- **TASK INSTRUCTIONS**
Repeat what the lines below say, word for word, and skip every image.
--- START OF DATASET ---
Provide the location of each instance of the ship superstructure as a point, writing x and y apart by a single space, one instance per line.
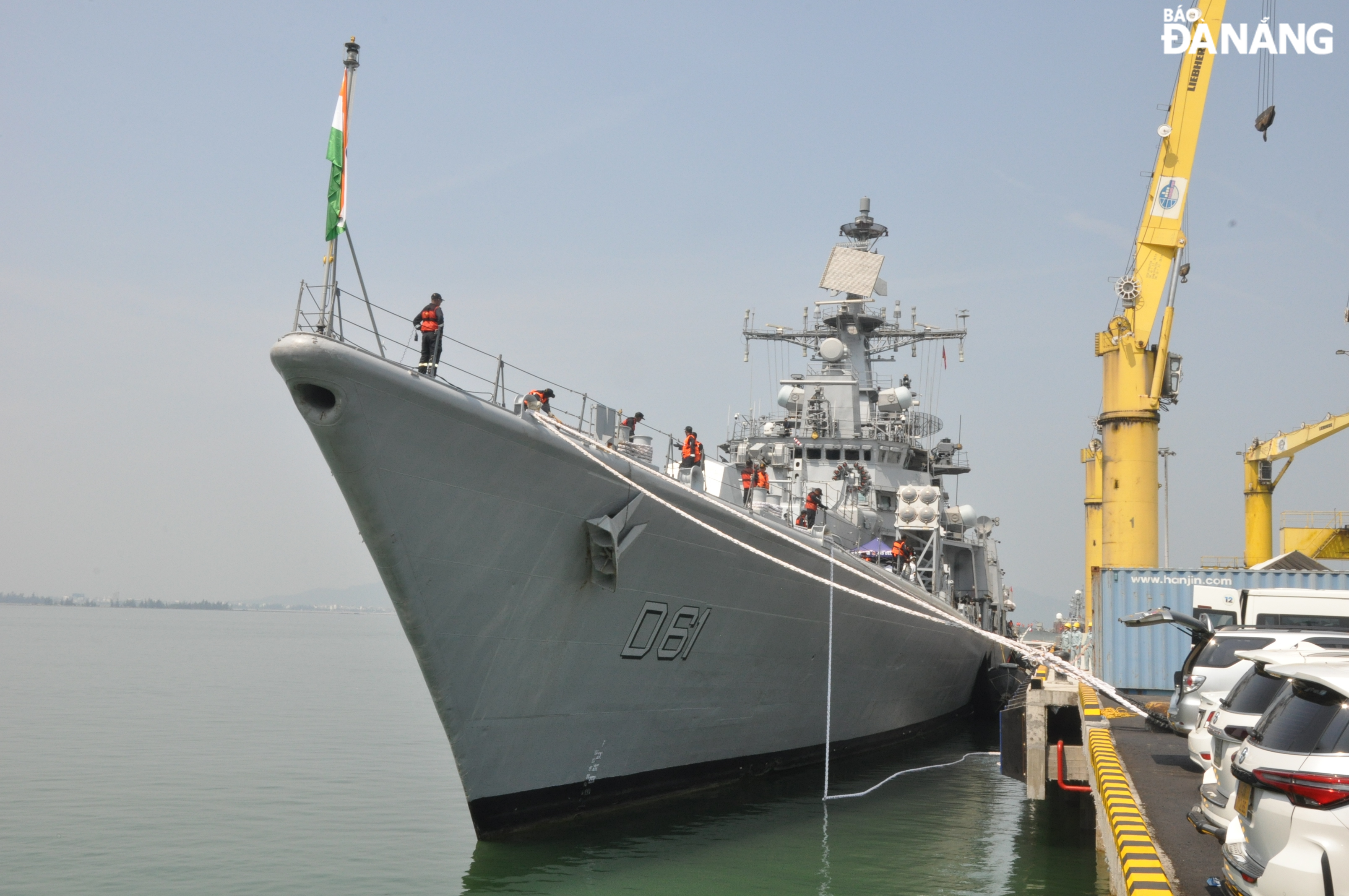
861 439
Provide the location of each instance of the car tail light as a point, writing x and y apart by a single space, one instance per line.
1307 789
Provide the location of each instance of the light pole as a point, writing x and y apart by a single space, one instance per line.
1166 504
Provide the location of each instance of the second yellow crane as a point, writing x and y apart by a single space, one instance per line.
1316 542
1122 496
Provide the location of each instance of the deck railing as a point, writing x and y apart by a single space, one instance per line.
1312 520
478 373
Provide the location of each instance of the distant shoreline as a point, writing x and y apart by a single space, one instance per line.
70 601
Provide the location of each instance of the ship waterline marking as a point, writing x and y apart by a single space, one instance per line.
676 640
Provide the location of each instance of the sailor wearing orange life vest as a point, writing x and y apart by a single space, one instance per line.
543 397
903 554
430 324
688 451
814 501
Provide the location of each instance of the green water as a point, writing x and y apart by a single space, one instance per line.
193 752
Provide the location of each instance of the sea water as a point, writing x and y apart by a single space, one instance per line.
230 752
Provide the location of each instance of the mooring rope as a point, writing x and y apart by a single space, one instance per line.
829 682
908 771
1043 658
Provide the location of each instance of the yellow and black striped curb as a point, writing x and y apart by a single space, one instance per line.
1141 861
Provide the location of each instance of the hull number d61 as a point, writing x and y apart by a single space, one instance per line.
674 640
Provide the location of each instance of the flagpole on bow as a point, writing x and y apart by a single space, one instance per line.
336 224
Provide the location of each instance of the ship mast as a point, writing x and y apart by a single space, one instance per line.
850 320
330 311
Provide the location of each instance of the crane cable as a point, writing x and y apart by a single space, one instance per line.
1043 658
1265 81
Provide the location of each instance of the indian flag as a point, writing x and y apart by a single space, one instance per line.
338 156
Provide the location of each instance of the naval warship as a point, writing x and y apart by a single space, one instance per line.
625 628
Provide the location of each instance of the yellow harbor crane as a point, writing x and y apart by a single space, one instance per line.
1329 542
1122 489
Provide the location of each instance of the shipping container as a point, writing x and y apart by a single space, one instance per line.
1147 659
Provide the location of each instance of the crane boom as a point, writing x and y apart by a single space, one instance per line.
1262 482
1122 503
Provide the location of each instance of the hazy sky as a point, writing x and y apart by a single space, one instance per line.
601 191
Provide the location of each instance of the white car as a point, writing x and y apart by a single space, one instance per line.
1232 721
1216 666
1290 833
1200 739
1213 664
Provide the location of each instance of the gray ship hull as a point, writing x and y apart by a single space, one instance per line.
477 521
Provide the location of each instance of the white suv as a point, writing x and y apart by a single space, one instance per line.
1200 737
1236 714
1292 828
1216 666
1213 664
--- END OF DATASET ---
- **WRITTEN ANSWER**
Provide the location of each instance of the ship superstructure as a point, writing x and y apart by a single space, one instance per line.
861 439
Provide the location of each instance of the car tail light as a point, writing x and y apart by a single space, one instance per line.
1307 789
Provide the location of each instance of the light pole as a point, writing x and y apart by a single space, one instance per line.
1166 504
Provide the location of each instance of the second yellow crane as a point, writing x and y apart by a single space, one instance per line.
1316 542
1122 496
Provide the location of each instance of the deck railing as a point, writing x and y apart by a single space, one instance per line.
1312 520
478 373
Provide the location of each instance of the distant shoreline as a point, writing x and y apart by a single space, one instance per line.
70 601
Provide the location of each instance of the ship waterline marking as a point, writing x and y apart by a single space, one instance per line.
676 640
Provide the location of each instance of the sailor wearing orange life vest as a point, writing x and y apart by a single space, one instance per line.
543 397
903 554
430 324
688 451
814 501
Provide the location of each instance of the green water as a point, writing x and y apart by a single space, one instance per line.
193 752
Provide the location of each instance of the sea water as a point, writing x and y apart by a single space, one instance per line.
230 752
Provide the location of each instance of the mooring rope as a point, writing x and y apart by a single space, one instance per line.
829 682
908 771
1043 658
Provide the location of each instance of the yellow and black striped curb as a point, writing x and y apart by a single space, one instance per line.
1141 861
Provide the location of each instance of the hull number d61 as a point, writing x and y apart by a single space, one instance per line.
674 640
Provide the location of each instance of the flagpole on bow as a point, writing x and y apart by a single space, one instance per line.
336 224
Provide the location of each instance of the ship mast as a point, writing x and y apart by a single space, one instance per line.
850 320
330 311
Provide the location of each instance of the crane cable as a point, writing x and y apart by a single space, one instance per line.
1043 658
1265 81
Provide the location of each instance of the indian flag as a point, writing x and y apart by a single space, one instance per line.
338 156
Provide the location of each instance of the naval warship as a point, writing x and y apart by a single space, one instance per line.
625 628
Provide the location of each instance of the yellow harbor crane as a point, writing x and y apart by a single space, one instance per line.
1329 542
1122 489
Provide the location of each instance of the shipping container as a point, writing x and y apart by a single space, one instance per line.
1147 659
Provide the location of each instance of the crane boom as a point, writing x and y apart by a single space, one instance per line.
1262 482
1122 503
Provide the location of each instance of the hazy sky as a point, writing x and y apart by a single space, one instance per line.
601 191
Provide the location of each instance of the white car as a point, writing x and y apart by a single space, one instance per line.
1232 721
1216 666
1290 833
1200 739
1213 664
Provide the location of each instance of the gray ship hull as a point, writing x and y apart by a single space, one instance per line.
477 521
Provide the location of each instance of the white suv as a point, writing x and y apart by a single space, one instance per line.
1200 737
1236 714
1292 828
1216 666
1213 664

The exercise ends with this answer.